*Work request*
Copy everything from "It didn't take" down to "out the story." word for word from the blog post about the man met on a mission.

*Document extract*
○ ○ ○
Wednesday, June 25, 2014

Who I Want to Be Like, Part 1...


I'm not going to use his real name, even though most of you who read this blog won't know who he is. It's not a guessing game or anything, and where he did nothing wrong he'd probably be ok with me using his name, but I want to be careful, just in case. 

I met this man while on my mission. I served in his ward twice. It was my first area, thought I didn't really get to know him until I returned a year later. Let's call him Eduardo.

When I returned his wife had started cooking meals for my companion and I and another set of Elders. When I walked in my first day back she said hello, then, "We had another Elder Crosby here about a year ago. Was he your cousin?" I said that that was me. She responded, "No, you can't be, he was nice and fat." It took a while to convince her that I was the same guy. When Eduardo came in he said hello and gave me a big hug. He recognized me right away.

It didn't take long for me to notice that while Eduardo was a returned missionary, he didn't participate at church. He never gave talks, never gave the prayer, nothing. I found out that he had been excommunicated. I didn't ask what had happened because, well, excommunication is a private matter. Later on I found out the story. 

Eduardo had been a member of the Stake High Council. One night he caught the Stake President stealing tithing money. Eduardo called the president on it, so the president excommunicated Eduardo. Obviously this was an abuse of power, but when someone came to Eduardo's defense, that person was also excommunicated. I don't know how many years this lasted. I would assume more than five, because Stake Presidents typically serve about five years, and I think Eduardo was waiting it out.
○ ○ ○
*Dataset records*
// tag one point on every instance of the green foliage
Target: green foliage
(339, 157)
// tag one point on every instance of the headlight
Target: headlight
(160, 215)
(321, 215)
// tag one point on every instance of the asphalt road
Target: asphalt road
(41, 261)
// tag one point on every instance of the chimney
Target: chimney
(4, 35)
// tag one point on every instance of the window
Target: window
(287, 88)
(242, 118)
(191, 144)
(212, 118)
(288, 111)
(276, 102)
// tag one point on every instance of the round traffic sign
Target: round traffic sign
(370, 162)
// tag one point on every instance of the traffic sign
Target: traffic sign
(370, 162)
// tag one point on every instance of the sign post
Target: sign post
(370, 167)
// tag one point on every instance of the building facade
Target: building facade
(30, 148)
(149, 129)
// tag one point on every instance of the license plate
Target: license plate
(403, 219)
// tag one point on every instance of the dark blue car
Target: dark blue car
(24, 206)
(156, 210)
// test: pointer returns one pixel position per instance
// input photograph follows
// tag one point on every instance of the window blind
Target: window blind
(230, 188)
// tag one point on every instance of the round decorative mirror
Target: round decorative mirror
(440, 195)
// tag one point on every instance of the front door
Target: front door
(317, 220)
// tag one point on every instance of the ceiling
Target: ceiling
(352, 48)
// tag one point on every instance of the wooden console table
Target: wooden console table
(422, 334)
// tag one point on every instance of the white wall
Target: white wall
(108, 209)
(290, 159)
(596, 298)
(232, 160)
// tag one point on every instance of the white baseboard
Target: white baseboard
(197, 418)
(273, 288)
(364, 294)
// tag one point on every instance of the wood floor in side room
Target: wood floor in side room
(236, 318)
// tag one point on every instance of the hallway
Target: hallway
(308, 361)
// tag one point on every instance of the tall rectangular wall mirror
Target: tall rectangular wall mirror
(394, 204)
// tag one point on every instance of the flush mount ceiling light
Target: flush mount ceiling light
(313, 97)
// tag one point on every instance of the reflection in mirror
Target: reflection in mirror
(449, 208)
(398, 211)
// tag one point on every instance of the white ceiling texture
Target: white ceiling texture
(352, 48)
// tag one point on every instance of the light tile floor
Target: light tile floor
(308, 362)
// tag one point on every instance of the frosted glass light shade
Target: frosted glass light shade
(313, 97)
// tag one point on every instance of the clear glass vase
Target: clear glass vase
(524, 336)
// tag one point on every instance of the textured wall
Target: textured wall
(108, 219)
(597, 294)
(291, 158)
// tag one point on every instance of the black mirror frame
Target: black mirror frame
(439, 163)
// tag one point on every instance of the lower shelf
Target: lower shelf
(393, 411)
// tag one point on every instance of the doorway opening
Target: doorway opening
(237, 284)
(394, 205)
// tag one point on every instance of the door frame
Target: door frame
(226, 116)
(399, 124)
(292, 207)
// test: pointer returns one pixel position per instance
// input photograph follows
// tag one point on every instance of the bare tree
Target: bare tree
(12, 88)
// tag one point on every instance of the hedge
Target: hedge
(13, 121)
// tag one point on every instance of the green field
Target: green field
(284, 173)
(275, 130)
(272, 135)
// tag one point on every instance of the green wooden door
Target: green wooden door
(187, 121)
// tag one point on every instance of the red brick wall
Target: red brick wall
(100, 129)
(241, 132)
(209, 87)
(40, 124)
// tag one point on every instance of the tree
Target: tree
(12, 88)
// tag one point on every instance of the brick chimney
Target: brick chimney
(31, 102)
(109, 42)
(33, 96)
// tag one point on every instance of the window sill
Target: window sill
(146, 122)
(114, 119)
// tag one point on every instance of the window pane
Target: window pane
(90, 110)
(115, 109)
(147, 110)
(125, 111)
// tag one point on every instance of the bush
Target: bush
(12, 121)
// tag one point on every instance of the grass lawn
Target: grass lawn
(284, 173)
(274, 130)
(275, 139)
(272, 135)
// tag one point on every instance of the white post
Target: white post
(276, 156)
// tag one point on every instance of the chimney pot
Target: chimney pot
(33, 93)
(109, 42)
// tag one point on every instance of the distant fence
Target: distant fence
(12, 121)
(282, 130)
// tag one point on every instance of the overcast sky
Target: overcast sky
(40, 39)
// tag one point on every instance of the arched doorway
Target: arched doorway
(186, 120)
○ ○ ○
*Reply to the task*
It didn't take long for me to notice that while Eduardo was a returned missionary, he didn't participate at church. He never gave talks, never gave the prayer, nothing. I found out that he had been excommunicated. I didn't ask what had happened because, well, excommunication is a private matter. Later on I found out the story.